## SOBRE O EXERCÍCIO
Reproduza sem nenhuma alteração o trecho que vai da linha que contém "Question: In the image above, where is the spectator wearing cap" até a linha que contém "[328,130,377,152]", incluindo as duas.
──────── DADOS EXTRAÍDOS
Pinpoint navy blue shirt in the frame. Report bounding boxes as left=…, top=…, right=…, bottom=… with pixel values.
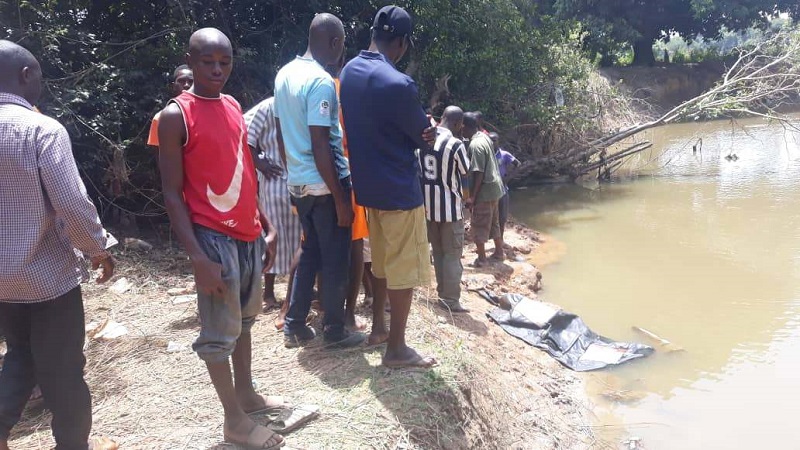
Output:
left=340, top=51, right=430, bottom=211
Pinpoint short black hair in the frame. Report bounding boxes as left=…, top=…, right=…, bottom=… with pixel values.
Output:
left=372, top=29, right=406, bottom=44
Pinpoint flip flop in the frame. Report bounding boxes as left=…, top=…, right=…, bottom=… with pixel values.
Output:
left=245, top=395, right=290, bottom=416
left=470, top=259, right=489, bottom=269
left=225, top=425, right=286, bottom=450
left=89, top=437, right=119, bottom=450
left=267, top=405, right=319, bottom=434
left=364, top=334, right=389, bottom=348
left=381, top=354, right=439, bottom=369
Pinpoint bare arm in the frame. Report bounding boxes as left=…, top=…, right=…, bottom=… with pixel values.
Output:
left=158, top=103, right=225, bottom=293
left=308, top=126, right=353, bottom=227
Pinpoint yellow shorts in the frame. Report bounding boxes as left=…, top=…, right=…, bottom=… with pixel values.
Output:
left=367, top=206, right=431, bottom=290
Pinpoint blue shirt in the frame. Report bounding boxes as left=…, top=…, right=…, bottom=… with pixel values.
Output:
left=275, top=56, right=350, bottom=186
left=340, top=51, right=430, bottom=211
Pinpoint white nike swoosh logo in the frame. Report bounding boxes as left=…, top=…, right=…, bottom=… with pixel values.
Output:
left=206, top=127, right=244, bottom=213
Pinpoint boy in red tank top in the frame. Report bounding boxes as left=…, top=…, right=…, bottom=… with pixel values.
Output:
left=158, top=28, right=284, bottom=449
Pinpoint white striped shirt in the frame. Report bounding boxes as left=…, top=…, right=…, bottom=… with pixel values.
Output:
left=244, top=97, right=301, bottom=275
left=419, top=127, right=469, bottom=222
────────────────
──────── DADOS EXTRAÍDOS
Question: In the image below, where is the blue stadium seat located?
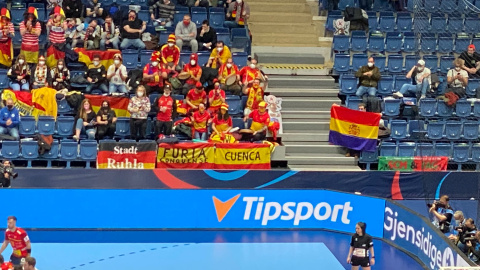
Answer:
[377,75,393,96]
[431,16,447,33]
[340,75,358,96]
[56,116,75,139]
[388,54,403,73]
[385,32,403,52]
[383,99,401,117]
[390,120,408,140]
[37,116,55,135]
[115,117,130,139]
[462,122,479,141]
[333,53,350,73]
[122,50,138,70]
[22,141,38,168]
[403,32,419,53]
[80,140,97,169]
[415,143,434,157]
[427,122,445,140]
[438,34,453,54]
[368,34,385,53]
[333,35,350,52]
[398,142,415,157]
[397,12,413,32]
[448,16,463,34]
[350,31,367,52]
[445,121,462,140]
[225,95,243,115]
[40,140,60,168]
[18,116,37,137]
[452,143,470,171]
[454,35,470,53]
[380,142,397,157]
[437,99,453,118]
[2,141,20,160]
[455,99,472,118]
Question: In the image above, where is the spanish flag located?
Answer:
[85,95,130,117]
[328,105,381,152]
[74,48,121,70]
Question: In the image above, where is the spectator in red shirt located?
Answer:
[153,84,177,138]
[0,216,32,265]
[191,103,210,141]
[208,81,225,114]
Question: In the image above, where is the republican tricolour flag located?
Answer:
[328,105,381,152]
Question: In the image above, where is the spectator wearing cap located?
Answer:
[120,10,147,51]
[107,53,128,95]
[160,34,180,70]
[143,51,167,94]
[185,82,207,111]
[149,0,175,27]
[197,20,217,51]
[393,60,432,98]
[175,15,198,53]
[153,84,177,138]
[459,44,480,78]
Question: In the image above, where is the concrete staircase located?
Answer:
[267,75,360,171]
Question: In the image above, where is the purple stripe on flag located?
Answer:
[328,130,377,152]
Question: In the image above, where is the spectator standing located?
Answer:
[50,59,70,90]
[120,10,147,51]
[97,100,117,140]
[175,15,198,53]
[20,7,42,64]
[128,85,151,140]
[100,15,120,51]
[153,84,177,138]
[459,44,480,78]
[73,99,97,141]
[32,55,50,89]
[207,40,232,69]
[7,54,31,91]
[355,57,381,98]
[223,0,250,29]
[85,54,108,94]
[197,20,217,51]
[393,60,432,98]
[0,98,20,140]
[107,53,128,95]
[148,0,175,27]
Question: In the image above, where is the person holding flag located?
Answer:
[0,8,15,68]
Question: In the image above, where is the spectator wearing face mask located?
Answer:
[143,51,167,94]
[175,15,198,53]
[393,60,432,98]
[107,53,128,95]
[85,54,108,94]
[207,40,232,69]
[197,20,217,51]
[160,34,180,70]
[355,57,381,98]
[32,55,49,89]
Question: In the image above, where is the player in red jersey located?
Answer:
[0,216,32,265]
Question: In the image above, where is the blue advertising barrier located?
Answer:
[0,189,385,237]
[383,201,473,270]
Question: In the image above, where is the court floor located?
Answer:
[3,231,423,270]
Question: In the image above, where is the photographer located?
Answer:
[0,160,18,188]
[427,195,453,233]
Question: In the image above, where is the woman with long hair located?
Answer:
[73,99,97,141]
────────────────
──────── DADOS EXTRAÍDOS
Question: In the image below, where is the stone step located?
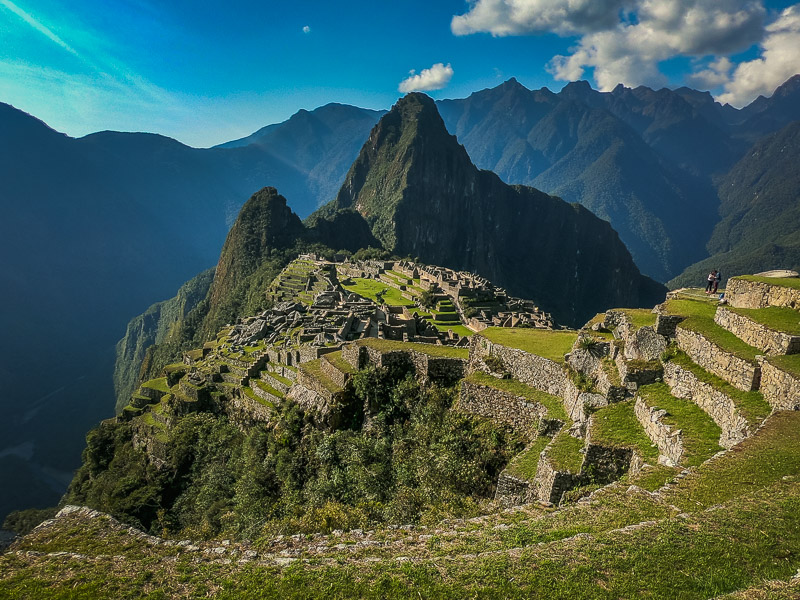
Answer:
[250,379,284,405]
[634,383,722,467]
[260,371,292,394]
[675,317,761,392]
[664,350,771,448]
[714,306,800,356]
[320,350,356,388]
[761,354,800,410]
────────────────
## RESPOSTA CORRETA
Question: In the image above, where is the spectator wearing cap located?
Answer:
[120,10,147,51]
[107,53,128,95]
[160,34,180,70]
[143,51,167,94]
[185,82,207,111]
[149,0,175,27]
[197,20,217,51]
[393,60,432,98]
[175,15,198,53]
[153,84,177,138]
[459,44,480,78]
Question: In the image above, where is the concrete staircase located?
Answer:
[267,75,360,171]
Question: In the image above, where is the purple stripe on flag located?
Answer:
[328,130,377,152]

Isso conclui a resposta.